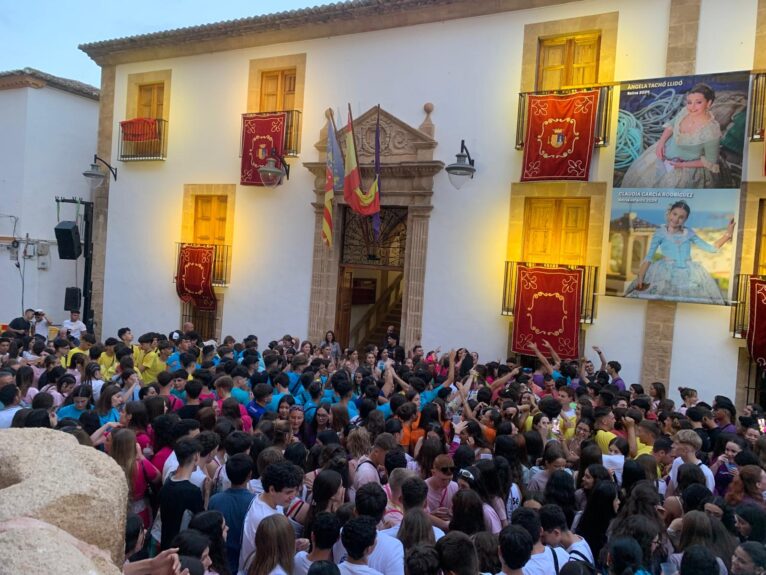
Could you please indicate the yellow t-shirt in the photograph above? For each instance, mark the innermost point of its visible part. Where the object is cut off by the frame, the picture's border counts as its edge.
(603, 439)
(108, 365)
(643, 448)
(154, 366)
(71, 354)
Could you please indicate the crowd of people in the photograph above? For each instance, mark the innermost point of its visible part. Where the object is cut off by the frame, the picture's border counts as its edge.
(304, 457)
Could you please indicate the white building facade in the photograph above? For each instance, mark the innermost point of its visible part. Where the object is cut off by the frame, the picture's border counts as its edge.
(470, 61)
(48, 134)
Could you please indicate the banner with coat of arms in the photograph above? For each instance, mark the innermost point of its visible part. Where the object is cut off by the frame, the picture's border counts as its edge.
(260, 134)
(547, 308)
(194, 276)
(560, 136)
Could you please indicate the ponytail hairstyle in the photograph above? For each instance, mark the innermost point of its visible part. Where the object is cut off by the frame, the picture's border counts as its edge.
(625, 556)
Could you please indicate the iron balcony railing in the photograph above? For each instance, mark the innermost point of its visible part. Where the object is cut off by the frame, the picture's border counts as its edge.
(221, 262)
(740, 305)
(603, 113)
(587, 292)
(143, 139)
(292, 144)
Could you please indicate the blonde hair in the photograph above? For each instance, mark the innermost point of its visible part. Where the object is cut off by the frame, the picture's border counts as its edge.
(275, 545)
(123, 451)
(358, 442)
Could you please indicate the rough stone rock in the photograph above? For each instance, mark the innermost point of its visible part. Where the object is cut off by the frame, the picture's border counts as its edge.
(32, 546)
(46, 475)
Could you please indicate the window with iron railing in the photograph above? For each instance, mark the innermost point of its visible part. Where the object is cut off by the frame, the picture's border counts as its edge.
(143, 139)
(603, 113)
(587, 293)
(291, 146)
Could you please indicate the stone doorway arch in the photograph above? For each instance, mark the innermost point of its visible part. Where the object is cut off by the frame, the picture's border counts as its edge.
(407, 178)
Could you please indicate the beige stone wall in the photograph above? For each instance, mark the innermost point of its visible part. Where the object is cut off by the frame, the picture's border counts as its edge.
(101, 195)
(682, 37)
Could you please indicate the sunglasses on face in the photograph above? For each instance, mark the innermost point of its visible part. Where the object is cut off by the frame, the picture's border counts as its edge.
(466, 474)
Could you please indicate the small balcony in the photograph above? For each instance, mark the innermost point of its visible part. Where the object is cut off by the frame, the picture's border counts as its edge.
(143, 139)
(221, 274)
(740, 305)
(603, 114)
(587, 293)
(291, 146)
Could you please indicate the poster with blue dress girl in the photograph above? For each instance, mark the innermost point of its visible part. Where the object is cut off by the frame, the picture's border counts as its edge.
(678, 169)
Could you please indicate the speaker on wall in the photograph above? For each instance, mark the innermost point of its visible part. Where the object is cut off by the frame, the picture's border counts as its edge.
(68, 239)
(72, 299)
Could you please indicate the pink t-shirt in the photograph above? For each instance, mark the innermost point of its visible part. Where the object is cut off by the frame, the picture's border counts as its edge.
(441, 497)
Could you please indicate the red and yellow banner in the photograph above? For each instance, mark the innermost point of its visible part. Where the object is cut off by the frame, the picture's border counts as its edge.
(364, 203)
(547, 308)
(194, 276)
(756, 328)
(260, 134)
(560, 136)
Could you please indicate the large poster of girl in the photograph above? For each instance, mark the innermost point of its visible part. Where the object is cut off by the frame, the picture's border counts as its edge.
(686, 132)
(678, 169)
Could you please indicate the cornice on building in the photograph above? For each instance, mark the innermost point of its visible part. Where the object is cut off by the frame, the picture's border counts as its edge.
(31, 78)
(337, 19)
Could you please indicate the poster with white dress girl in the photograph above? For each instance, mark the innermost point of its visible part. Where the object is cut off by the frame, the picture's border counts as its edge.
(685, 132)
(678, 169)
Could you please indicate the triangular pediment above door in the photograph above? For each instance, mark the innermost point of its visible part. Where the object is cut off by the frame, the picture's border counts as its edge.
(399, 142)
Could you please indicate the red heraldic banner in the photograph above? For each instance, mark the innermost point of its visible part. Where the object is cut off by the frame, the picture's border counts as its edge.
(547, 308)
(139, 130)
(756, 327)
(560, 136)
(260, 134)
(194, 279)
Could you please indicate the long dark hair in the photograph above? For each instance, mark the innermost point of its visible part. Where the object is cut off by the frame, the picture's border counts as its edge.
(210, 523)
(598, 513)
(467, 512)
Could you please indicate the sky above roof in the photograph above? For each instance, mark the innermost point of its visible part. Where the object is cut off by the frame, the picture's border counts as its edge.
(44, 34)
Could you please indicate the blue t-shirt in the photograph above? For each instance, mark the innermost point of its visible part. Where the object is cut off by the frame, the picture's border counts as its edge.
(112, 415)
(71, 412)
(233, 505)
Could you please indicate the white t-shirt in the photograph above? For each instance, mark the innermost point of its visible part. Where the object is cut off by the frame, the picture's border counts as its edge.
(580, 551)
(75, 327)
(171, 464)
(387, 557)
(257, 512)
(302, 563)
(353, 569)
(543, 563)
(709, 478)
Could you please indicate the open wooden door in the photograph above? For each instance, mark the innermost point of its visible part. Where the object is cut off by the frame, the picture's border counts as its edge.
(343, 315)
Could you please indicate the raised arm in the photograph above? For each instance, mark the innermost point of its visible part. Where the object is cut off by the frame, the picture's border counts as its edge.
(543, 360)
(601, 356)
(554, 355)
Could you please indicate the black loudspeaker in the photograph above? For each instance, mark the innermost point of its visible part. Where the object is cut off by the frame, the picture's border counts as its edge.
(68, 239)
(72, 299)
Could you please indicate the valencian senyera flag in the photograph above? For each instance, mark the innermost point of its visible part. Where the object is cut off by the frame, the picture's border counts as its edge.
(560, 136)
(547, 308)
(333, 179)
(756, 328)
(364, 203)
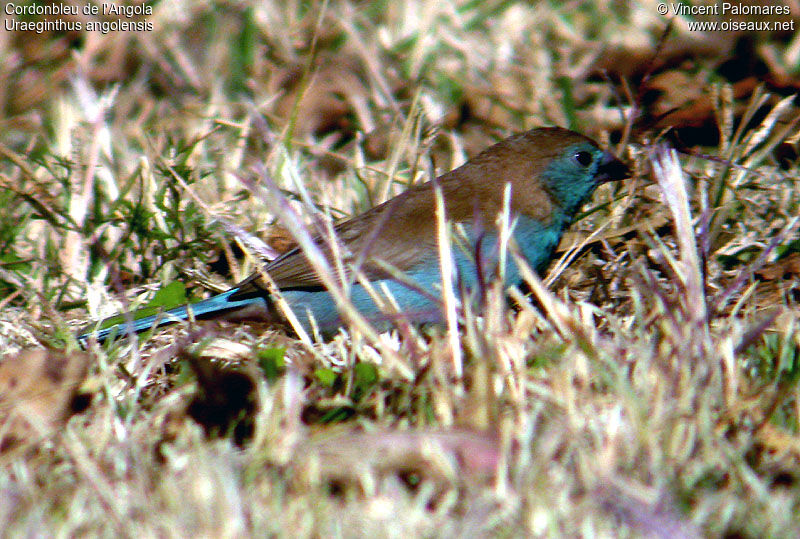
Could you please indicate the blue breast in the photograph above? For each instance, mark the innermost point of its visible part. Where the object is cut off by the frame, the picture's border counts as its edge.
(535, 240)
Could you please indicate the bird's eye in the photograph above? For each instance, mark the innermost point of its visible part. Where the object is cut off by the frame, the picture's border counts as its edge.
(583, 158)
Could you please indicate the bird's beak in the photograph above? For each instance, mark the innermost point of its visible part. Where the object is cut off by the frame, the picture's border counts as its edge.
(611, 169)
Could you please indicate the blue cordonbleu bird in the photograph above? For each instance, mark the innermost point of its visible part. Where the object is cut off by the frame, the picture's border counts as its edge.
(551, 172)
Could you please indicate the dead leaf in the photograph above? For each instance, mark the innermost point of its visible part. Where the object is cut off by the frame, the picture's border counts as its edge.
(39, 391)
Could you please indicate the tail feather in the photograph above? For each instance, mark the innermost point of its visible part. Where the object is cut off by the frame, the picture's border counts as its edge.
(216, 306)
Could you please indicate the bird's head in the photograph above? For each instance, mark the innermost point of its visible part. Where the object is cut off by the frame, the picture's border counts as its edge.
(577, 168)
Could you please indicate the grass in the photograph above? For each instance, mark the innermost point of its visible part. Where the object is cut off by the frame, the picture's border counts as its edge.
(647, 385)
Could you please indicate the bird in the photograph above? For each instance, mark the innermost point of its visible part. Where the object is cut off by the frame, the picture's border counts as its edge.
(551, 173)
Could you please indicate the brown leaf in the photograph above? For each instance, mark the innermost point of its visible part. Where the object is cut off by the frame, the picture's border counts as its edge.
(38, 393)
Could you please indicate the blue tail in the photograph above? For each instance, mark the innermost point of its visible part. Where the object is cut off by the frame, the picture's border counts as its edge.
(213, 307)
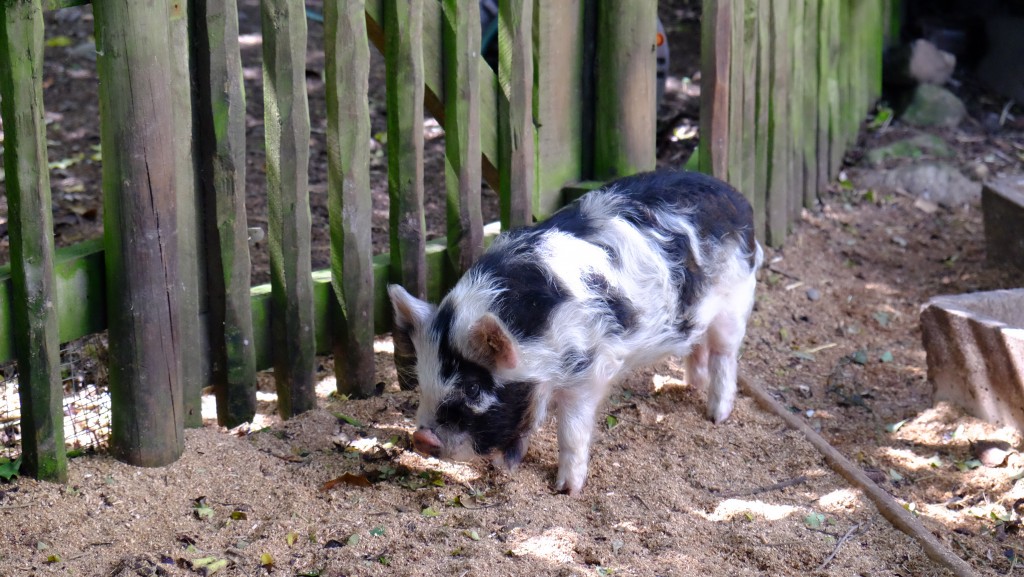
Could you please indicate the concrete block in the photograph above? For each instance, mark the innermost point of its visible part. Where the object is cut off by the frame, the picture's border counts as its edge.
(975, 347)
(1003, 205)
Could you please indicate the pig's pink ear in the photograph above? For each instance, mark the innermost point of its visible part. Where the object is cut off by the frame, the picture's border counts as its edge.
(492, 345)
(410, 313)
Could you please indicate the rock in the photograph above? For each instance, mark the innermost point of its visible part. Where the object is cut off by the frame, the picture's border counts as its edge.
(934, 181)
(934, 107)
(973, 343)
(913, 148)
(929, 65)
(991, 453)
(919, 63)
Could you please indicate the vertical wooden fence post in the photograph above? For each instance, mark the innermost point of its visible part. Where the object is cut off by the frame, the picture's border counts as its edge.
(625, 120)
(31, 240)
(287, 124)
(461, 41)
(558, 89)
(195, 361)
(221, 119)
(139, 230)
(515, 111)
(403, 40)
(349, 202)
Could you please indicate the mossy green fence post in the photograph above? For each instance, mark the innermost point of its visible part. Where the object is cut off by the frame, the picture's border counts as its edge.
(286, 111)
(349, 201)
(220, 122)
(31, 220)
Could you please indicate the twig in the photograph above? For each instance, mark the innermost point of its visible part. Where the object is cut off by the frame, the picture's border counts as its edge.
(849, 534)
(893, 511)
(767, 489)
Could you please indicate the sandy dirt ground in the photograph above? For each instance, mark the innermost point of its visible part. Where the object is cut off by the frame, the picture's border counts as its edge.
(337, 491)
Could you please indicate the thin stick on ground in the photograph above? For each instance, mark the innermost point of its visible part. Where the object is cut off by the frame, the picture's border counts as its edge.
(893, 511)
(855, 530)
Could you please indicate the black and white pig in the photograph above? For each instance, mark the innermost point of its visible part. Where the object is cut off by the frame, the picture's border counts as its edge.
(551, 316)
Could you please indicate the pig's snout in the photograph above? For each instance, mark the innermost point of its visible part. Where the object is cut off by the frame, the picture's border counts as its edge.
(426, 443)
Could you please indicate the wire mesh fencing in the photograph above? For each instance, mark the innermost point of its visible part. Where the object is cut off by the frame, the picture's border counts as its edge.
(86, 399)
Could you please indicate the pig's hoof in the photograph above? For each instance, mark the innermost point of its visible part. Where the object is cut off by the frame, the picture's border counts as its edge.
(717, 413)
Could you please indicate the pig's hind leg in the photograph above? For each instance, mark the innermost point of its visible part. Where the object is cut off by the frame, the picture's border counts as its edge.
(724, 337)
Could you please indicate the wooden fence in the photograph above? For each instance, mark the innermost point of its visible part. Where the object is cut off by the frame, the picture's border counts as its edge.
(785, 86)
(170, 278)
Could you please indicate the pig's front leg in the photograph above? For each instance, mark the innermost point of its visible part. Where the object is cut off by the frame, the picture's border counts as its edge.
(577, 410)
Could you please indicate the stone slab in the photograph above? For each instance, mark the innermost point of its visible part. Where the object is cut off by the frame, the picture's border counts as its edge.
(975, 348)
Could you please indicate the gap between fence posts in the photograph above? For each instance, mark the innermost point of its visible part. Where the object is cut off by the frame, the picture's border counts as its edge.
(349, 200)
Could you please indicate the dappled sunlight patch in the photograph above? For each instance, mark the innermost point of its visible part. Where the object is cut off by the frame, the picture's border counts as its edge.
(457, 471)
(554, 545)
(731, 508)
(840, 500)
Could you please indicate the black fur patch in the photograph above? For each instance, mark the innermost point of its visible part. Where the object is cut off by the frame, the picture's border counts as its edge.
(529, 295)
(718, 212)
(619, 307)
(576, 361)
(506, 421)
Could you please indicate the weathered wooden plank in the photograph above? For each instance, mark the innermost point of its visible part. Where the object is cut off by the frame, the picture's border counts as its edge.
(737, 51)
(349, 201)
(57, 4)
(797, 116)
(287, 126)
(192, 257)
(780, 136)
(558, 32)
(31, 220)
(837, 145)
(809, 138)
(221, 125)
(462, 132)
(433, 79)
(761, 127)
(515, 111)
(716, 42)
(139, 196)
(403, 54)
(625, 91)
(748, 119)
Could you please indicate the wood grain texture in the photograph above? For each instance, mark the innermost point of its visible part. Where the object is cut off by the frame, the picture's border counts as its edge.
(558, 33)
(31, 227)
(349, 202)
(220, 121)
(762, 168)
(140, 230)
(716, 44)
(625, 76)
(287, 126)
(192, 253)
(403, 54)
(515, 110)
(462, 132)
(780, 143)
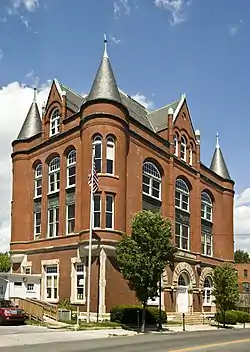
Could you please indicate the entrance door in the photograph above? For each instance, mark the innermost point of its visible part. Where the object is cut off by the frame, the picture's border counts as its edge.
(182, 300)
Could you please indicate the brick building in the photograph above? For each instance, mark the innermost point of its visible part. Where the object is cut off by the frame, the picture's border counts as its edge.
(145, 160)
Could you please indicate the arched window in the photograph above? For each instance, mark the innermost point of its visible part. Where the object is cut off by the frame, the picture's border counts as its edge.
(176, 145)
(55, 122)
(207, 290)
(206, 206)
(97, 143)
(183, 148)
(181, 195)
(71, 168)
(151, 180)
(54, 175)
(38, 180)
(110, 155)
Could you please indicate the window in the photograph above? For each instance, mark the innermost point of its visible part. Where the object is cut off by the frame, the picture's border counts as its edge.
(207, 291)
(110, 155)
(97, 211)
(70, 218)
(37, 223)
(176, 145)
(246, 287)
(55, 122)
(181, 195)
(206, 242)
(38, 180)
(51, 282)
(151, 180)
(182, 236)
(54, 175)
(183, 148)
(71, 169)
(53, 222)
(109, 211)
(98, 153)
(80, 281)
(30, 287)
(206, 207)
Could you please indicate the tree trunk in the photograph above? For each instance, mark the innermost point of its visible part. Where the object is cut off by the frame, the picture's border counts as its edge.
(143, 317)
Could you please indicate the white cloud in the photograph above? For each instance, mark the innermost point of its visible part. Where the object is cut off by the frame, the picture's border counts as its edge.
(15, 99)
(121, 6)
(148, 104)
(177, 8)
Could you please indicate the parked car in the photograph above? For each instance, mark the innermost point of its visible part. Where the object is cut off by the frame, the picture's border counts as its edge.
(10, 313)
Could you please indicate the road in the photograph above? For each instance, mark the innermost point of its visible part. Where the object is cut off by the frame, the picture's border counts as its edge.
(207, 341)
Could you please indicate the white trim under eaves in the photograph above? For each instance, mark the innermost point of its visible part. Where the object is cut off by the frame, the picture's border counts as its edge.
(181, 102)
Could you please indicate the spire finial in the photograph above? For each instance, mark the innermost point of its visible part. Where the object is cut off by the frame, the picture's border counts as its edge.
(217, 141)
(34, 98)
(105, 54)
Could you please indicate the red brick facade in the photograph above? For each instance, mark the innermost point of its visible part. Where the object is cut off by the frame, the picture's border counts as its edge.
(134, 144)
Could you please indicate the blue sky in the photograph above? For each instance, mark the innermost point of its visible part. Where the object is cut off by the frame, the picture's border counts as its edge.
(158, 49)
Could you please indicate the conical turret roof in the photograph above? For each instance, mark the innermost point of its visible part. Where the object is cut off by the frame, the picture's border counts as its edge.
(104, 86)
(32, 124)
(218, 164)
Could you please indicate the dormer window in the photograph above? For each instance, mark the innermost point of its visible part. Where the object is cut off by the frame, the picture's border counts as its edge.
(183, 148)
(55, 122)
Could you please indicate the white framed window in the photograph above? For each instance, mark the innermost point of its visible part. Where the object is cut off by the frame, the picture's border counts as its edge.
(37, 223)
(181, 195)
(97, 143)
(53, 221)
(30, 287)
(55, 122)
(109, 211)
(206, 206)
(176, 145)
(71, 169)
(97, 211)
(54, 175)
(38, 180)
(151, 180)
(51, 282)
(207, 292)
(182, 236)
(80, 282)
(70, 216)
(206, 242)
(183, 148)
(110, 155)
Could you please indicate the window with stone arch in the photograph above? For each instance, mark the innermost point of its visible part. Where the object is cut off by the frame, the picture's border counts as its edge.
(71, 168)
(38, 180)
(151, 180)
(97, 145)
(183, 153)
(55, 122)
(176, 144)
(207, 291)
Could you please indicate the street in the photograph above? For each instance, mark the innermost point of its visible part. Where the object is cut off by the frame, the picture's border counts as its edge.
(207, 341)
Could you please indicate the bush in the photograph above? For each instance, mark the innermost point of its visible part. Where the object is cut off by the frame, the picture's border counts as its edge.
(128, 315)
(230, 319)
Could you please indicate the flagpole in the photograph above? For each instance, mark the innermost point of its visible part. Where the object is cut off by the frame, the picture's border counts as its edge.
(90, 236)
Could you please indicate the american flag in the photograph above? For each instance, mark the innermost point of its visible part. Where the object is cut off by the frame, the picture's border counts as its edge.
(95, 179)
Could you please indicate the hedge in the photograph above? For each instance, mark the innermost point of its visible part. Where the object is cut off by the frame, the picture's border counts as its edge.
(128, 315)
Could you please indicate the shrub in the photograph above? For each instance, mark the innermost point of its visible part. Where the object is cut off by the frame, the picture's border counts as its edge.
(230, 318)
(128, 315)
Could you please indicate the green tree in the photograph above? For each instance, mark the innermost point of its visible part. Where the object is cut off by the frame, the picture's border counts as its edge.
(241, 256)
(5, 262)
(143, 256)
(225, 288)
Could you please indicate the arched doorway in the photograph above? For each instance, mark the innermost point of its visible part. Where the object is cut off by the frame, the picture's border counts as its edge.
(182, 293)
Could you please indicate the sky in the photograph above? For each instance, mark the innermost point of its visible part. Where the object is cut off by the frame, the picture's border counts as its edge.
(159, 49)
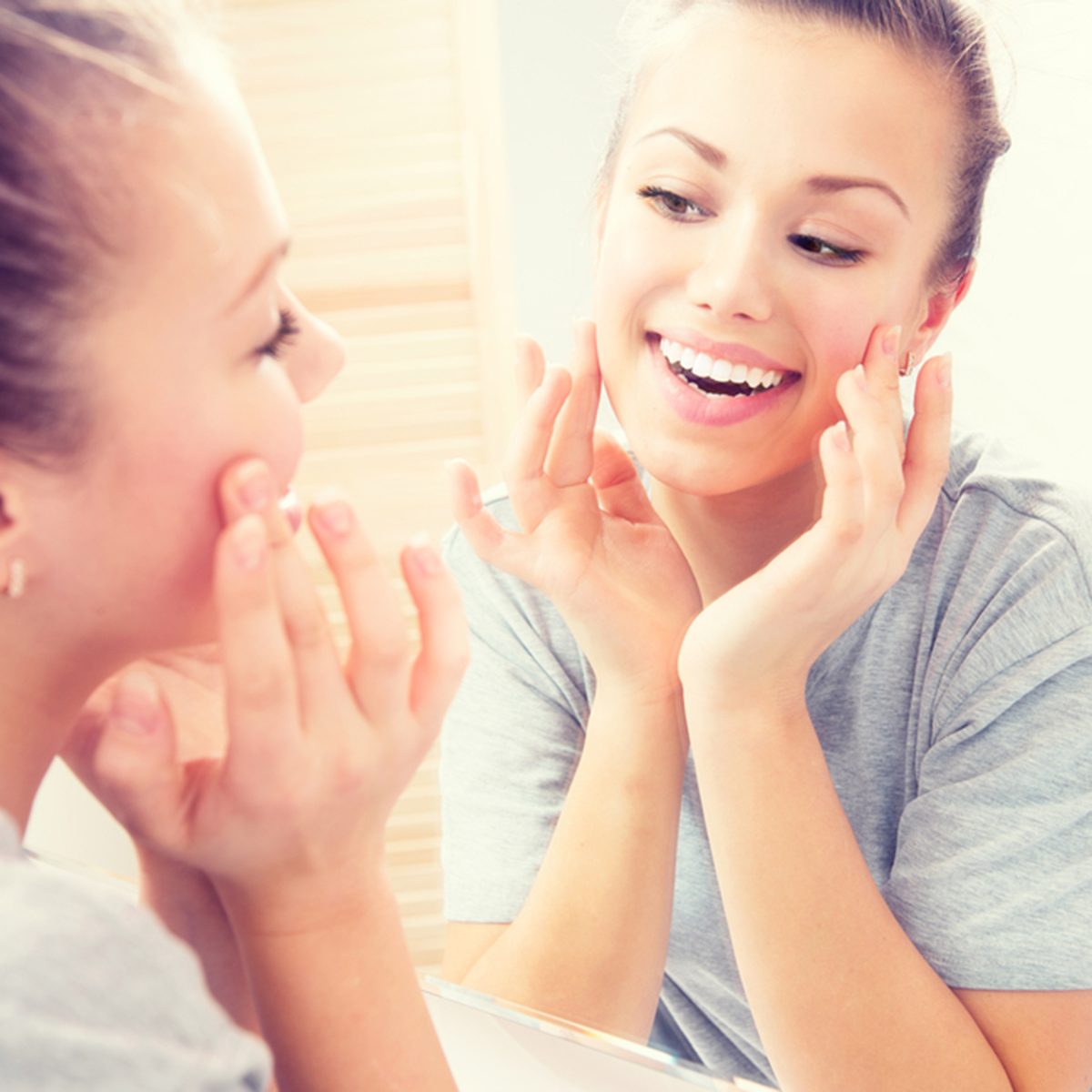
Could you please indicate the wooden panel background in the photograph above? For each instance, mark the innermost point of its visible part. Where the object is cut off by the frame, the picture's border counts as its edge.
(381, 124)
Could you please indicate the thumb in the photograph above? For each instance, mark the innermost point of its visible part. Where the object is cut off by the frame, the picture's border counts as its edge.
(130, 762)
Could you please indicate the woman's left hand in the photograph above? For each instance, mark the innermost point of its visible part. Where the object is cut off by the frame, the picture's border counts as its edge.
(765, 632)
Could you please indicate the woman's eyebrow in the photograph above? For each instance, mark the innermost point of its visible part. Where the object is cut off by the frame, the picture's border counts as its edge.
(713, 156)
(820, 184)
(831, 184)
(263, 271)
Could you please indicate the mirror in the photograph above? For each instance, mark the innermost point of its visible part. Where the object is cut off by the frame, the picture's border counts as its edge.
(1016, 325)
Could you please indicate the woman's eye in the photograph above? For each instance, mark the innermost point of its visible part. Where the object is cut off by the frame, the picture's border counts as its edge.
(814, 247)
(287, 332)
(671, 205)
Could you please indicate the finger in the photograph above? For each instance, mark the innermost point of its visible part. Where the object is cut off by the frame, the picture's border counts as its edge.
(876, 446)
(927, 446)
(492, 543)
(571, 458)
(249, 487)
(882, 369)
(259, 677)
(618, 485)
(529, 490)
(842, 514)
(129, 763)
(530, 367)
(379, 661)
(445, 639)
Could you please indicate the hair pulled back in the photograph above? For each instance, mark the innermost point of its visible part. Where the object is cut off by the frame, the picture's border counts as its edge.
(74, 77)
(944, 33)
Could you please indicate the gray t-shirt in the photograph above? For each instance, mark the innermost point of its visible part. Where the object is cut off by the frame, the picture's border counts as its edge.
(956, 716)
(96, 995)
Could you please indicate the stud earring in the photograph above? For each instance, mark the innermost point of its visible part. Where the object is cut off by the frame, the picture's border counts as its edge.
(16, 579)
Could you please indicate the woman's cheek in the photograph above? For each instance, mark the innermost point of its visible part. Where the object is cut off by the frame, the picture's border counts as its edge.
○ ○ ○
→ WHAT YOU NEED TO DO: Above are the records; copy exactly the lines from the one with "Could you please indicate the hair" through the final line.

→ ANSWER IN FULL:
Could you please indicate the hair pulled back in the photograph above? For each instance, mark the innermost point of its visible part. Where the object is cut off by the frame, the picture's border counts as its edge.
(74, 77)
(944, 33)
Could you please indicate the gray t-shirt in the photograph above? For each instance, mark the innermost point of its visible part. Where the object is cut off by the frame, the picture's border counts as its edge.
(956, 716)
(96, 995)
Could you please indicate the stud earring in the photograph above? For each instance, mark the innermost point of its visible part. Where the object is cut off by the frame, the picture's border counts as its edge.
(16, 579)
Could you please indicate the woman's cheek in the photograph above? For each instance, mark the innermost point of its visible part. Where the object is cut off by the frame, the picture's border counts as its edge.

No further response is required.